[Stored items]
—————
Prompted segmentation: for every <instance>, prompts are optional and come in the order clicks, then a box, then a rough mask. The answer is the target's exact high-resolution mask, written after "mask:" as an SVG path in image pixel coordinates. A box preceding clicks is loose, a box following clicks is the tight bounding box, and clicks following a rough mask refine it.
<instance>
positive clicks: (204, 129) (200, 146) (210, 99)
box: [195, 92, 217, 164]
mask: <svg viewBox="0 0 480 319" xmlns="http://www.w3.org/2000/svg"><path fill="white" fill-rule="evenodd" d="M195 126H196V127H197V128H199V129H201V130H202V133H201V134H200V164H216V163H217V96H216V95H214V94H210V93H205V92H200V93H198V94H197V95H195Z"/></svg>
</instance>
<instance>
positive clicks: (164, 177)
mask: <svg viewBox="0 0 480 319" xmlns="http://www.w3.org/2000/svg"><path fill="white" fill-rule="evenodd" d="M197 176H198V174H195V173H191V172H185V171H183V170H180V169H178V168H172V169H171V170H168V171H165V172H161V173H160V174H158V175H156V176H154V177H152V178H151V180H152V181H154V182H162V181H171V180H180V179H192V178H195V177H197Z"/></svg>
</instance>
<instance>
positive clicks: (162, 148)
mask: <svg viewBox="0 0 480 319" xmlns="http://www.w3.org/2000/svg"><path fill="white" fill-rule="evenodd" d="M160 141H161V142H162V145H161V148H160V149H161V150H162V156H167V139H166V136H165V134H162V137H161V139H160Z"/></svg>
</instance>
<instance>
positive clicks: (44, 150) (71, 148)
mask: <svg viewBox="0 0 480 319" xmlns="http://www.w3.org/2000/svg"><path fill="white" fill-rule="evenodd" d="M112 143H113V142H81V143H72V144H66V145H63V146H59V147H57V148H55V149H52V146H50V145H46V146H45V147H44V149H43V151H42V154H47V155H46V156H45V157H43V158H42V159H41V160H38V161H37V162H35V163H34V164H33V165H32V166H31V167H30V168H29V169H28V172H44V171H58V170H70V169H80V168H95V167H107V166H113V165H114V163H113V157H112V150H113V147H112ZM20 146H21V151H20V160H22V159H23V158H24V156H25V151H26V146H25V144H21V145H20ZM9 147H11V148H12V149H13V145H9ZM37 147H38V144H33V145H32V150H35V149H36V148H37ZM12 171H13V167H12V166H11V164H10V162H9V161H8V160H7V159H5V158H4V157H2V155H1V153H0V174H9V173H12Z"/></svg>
—————
> [ASSIGNMENT]
Rewrite everything from the start of the material down to the line containing "box: [195, 92, 217, 164]", replacing "optional" with "voluntary" and leaving the rest unchanged.

> [ANSWER BOX]
Prompted segmentation: for every <instance>, prompts are voluntary and come in the order clicks, then a box, then a rough mask. The answer is the target's exact high-resolution mask, written after "mask:" as an SVG path in image pixel coordinates. A box preceding clicks is loose, a box following clicks is the tight bounding box, and clicks following a rough mask refine it.
<instance>
positive clicks: (204, 129) (200, 146) (210, 99)
box: [195, 92, 217, 164]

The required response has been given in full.